-- START Excerpt provided --

Logo

Logo

Corbyn & the Magic Money

Sometimes simply not losing can turn out to be an earthshaking triumph. In the trivial world of sports a wry…

Corbyn & the Magic Money

Jeremy Corbyn (Photo: Facebook)

Sometimes simply not losing can turn out to be an earthshaking triumph. In the trivial world of sports a wry American documentary entitled Harvard Beats Yale, 28-28 celebrated a tie by Harvard’s football team against heavily favoured Yale as just such a stirring achievement.

The British election result last month was a vastly more momentous event that goes on reverberating no matter how hard the badly bruised Tories strive to spin it as merely Labour’s third straight loss, which indeed it was.

Smug smiles were wiped from silly faces of pollsters, conservatives (including Blairites inside Labour) and well-paid pundits ~ the sort of folks still able to buy property in insanely overpriced London ~ when Labour Party leader Jeremy Corbyn outperformed their carefully orchestrated low expectations for him.

Advertisement

The night before the election, a poll for the British newspaper, The Independent, predicted a “landslide” 74-seat majority victory by Theresa May’s Tories. Instead the stunned Tories watched their solid majority go poof and scurried to make a slimy billion pound deal for the support of Northern Ireland’s ultra-right Democratic Unionist Party, which is encumbered by a sordid history of links to murderous Loyalist paramilitary groups.

So suddenly the Tories find it a trifle embarrassing to wag fingers at Corbyn for consorting with IRA members in the long gone past. It is also virtually impossible for comical opportunists like Tory cabinet members, Boris Johnson and Michael Gove, to resist the public anti-austerity sentiment that Corbyn embodies.

A 90 per cent pro-Tory media, including the pliable BBC, toiled to discourage voters, especially young ones, by uniformly portraying a Tory win as a foregone conclusion.

Instead, Corbyn’s Labour Party vote surpassed all but Tony Blair’s first election in 1997 and exceeded Blair’s victories in 2001 and 2007. Corbyn now is favoured over Prime Minister Theresa May by seven points, and would win a Labour majority in the next election if that difference held, but what do clueless pollsters know anymore? Still, the ferocious anti-Corbyn campaign probably exerted enough discouraging effect to avert a Labour-led progressive coalition from emerging from the fray last month.

Corbyn was so rancorously mocked and demonized since he became Labour leader that many a Brit was astonished during the election to discover that this really quite genial fellow did not hobble around on cloven hooves. Moreover, the public rapidly warmed to Corbyn’s people-first progressive policies.

Going back to the Brexit vote, any sober analyst could detect a groundswell of frustration by hard-pressed citizens looking for someone to champion civilized values over sheer money-grubbing.

Theresa May’s Tory choir crooned the mantra that there was no “magic money tree” to pay for Labour’s proposals in education, housing, transport and health. Yet enough savvy Brits recalled all too well that Tories (and Blairite Labour) did not hesitate to conjure hundreds of billions to bail out reckless British banks after the 2008 crash, and pushed the blame and the costs on everyone else. For the well-connected a magic money tree is always in bloom.

The ironic predicament the Tories faced was that the Labour policies they scorned as fantasies only drove people to ask instead why it is utopian to enjoy a decent health service, secure jobs, cheaper transport, affordable housing, sound infrastructure, free university education and real pay rises in the public sector and for workers other than bloated CEOs in the private sector.

-- END Excerpt provided --

Exercise tasks:
**A)** Answer from the Corbyn column:
(i) What did the poll for The Independent predict the night before the election?
(ii) Which party did the Tories make a billion pound deal with for support?
(iii) By how many points is Corbyn now favored over Theresa May?
**B)** Carry on the Corbyn column from its last paragraph.

-- START Raw records --

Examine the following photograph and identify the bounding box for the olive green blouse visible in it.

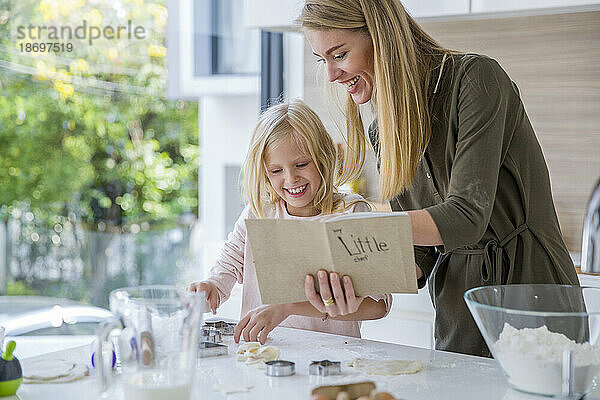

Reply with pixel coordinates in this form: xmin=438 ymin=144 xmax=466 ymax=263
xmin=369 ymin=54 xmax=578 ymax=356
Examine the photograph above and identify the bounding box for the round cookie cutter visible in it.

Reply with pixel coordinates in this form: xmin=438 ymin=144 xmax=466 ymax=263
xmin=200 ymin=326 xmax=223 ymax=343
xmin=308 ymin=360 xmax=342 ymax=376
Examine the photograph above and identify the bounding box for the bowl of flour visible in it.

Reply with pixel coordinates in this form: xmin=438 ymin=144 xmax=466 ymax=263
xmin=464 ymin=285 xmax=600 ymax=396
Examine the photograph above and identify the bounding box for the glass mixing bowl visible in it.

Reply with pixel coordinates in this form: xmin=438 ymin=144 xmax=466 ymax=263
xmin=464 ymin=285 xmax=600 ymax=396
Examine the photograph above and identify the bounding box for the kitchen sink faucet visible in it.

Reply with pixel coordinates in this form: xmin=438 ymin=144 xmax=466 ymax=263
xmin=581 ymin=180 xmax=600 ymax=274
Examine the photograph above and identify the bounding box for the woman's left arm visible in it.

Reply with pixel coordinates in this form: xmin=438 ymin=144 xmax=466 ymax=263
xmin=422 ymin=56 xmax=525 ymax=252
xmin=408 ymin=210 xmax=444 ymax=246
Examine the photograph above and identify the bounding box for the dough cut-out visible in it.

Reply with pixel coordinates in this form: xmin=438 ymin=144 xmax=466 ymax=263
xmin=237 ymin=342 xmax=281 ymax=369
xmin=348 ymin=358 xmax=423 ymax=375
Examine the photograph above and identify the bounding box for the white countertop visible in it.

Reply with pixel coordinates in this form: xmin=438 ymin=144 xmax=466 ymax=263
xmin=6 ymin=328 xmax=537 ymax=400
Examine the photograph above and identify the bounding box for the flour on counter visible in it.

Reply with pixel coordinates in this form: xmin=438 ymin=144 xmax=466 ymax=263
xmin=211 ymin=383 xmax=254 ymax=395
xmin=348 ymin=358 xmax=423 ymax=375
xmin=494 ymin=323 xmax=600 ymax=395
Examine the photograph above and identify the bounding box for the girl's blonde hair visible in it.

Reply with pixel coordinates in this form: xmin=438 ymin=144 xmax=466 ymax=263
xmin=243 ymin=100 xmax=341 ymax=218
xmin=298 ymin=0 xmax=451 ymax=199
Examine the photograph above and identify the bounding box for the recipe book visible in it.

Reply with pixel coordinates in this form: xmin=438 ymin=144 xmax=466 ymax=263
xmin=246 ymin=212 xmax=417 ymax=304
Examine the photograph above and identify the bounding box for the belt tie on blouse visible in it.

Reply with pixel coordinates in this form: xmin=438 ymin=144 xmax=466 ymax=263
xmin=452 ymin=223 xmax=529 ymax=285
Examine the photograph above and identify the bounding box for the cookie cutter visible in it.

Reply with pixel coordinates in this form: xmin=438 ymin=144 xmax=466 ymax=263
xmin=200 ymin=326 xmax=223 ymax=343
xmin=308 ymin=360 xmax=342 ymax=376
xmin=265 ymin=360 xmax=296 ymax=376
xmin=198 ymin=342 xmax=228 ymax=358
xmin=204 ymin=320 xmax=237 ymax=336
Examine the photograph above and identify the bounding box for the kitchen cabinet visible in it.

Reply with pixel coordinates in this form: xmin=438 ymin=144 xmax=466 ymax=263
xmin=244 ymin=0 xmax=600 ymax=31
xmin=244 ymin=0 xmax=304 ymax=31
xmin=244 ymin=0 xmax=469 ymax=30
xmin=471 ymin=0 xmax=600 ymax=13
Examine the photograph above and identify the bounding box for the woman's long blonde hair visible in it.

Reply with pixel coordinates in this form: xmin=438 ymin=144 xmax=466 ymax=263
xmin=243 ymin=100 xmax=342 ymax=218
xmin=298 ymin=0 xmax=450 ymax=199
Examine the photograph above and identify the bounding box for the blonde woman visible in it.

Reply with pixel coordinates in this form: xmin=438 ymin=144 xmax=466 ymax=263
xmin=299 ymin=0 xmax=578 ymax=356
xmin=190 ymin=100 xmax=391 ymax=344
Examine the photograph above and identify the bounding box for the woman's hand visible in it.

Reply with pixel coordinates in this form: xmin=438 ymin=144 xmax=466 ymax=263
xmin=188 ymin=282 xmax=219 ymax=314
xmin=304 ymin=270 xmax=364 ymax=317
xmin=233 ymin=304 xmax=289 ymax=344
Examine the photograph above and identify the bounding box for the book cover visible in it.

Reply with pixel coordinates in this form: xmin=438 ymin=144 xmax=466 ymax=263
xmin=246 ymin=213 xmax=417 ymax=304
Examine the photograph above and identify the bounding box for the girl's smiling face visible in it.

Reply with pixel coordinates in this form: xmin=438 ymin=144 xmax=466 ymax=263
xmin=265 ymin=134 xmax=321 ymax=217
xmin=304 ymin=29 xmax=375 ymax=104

-- END Raw records --

Task-by-task answers:
**A)**
(i) A "landslide" 74-seat majority victory by Theresa May's Tories.
(ii) Northern Ireland's Democratic Unionist Party.
(iii) Seven points.

**B)**
Far from being a daft leftist dream, the UK boasted all these things in the maligned 60s and 70s; so why not now when the nation was so much wealthier? The key difference between the 1960s and now clearly are the taxes that the rich and the corporations are no longer compelled to pay, and which could be restored with enough political will.

No wonder the Tories babbled about a “magic money tree” to distract the public from that unpleasant act. What Corbyn’s ascent signals is that the worldwide rightward shift since the 1980s is ending for a fed-up public, though not for elites. Greece heroically rejected the Troika’s crazy punitive terms but was failed by its weak leadership. Bernie Sanders’ campaign, despite all the devious internal Democratic Party efforts to sabotage it (and a virtual media blackout), came very close to success anyway.

Trump’s dangerous buffoonery is only fortifying opposition against him and the Republican Party. Corbyn, no longer a laughing stock, is positioned to take office if the shaky Tory-DUP accord crumbles and another election is forced.

The premeditated policy-driven funneling of wealth to the super rich over decades ~ so that one per cent now own half the world’s assets ~ cannot help but intensify social strains and, if unchecked, spur civil breakdowns. Exhibit A is the horrific fire in a tower block housing lower-income residents in central London, which, as Corbyn accused, was a case of institutional murder.

The local council turned over its management to a private company focused only on the cheapest way of running the place. The Council hired a safety consultant whose job really was to fend off fire inspection regulations, when a fraction of this consultant’s exorbitant fee easily would have purchased the fire-resistant cladding the tower block needed to avert disaster.

These kind of consequences mount and become visible. The rambunctious G20 protests in Hamburg this month attest that global opposition is burgeoning.

The authorities, instead of retreating inside security bubbles, ought to be gushing out thanks to demonstrators for doing their civic duty to warn against the establishment’s implacable pursuit of a dead-end economic strategy.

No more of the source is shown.